_Tareas requeridas_
(1) Indique si cada afirmación concuerda con el texto sobre las sobretasas del FMI: (a) las sobretasas pueden llegar hasta el 3%; (b) el directorio del FMI se reunirá en noviembre para discutir la recomendación del G20; (c) el préstamo a la Argentina se otorgó en 2018. Responda sí o no y cite las palabras exactas del texto que lo deciden.
(2) Según el texto sobre las sobretasas del FMI, ¿qué capacidad crediticia afirma tener el organismo?

_Texto de estudio_
↓

Las sobretasas aplicadas por el Fondo Monetario Internacional (FMI) a los créditos que le ha otorgado a la Argentina y a otros países de ingresos medios, representan un notable obstáculo para la recuperación y crecimiento económico. Lo son precisamente en los momentos en que más se requiere de una reactivación de la actividad productiva en forma sustentable, como lo ha afirmado, incluso, el propio organismo financiero en numerosas publicaciones tras los negativos impactos provocados por la pandemia.
Por lo tanto, estos sobrecargos van en sentido contrario a lo que se expresa en el Convenio Constitutivo del FMI, cuyo artículo 1° sostiene que las actividades crediticias del FMI, precisamente, no pueden ser “perniciosas para la prosperidad nacional o internacional”.
El argumento que sostiene el organismo para justificar estas sobretasas se basa en que el monto del préstamo y el plazo de reembolso se diseñan para ayudar a mitigar el riesgo del crédito ofreciendo incentivos a los miembros para que limiten su demanda de asistencia al FMI y así alentar al repago oportuno y al mismo tiempo, para generar ingresos para fortalecer la acumulación de reservas del Fondo. Sin embargo, el FMI sostiene que tiene una capacidad crediticia de un billón de dólares, mientras que los ingresos por estos sobrecargos representarían una fracción mínima.
Así, mientras que el FMI declama que “promueve la estabilidad financiera y la cooperación monetaria internacional, y facilita el comercio internacional, promueve el empleo y un crecimiento económico sostenible y contribuye a reducir la pobreza en el mundo entero”, abruma con este tipo de penalizaciones a los países que más requieren de su asistencia, limitando de un modo severo el espacio fiscal de dichos países.
Con sobretasas que pueden ser de hasta el 3%, los países deudores no pueden asignar el máximo de recursos disponibles para la implementación de políticas públicas destinadas a fortalecer los derechos humanos, entre otros: el derecho a la salud, a la educación, a la protección social, a la vivienda y al trabajo.
Las implicancias económicas y jurídicas de los sobrecargos son evidentes: resultan regresivas, procíclicas y discriminatorias toda vez que el FMI obra a través de acuerdos políticos que pueden modificar esas tendencias.
Los recientes llamados del G24 y del G20, a instancias del gobierno argentino, para que el FMI revise su sistema de sobrecargos, no solo materializan el creciente consenso global en torno a este punto, sino que también expresan, a fin de ayudar a los países a crecer y asegurar los derechos de sus poblaciones. Tanto más cuanto el FMI es plenamente consciente de que los más afectados por la actual situación son los países en vías de desarrollo y los menos desarrollados.
Cuando el directorio del FMI se reúna, en diciembre de este año, para discutir la recomendación del G20 -el pedido concreto de Argentina-, tendrá una oportunidad para demostrar que el propio FMI no está por encima de los derechos humanos y que entiende las complejidades y dificultades que la pandemia ha agregado al préstamo ya impagable otorgado en 2018 al Gobierno de Mauricio Macri en circunstancias en que el denominado “riesgo moral” era evidente, aunque el FMI no se haga responsable de tamaño error.

↑

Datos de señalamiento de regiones

↓

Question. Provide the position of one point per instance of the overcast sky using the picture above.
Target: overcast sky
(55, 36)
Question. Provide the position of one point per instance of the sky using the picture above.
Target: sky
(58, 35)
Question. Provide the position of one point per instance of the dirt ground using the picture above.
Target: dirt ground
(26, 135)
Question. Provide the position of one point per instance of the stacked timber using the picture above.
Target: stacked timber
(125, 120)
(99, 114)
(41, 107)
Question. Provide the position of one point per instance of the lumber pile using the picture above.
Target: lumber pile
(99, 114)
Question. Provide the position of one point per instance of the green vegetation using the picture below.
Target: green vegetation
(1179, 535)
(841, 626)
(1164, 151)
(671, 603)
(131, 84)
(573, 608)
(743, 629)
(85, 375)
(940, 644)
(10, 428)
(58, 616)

↑
↓

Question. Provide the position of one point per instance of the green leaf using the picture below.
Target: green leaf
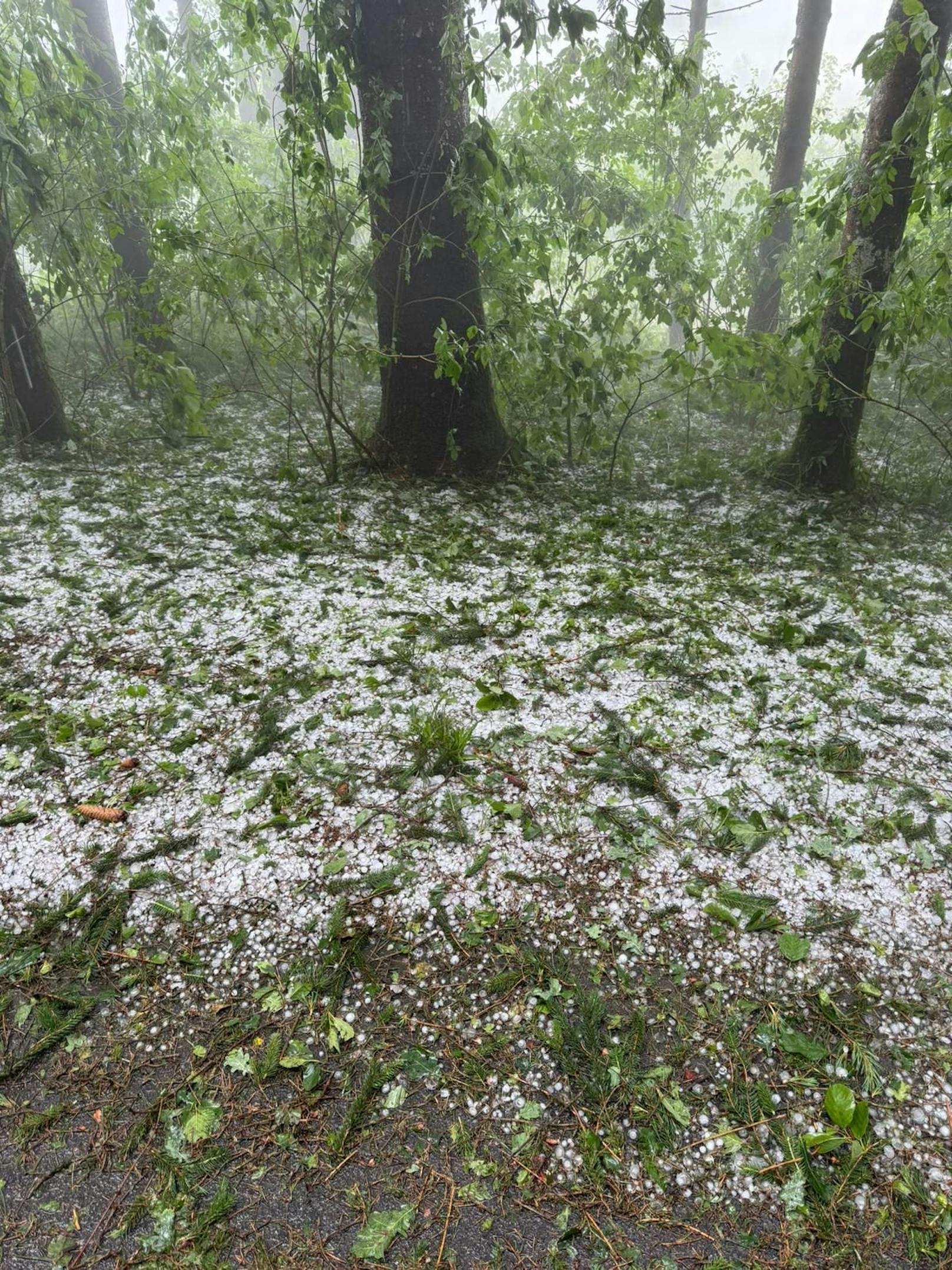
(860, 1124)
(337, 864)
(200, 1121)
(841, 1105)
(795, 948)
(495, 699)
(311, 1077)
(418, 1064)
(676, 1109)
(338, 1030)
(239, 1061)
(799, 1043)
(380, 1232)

↑

_Soluciones por tarea_
(1)
(a) Sí: "Con sobretasas que pueden ser de hasta el 3%".
(b) No: "Cuando el directorio del FMI se reúna, en diciembre de este año".
(c) Sí: "otorgado en 2018 al Gobierno de Mauricio Macri".

(2) Un billón de dólares.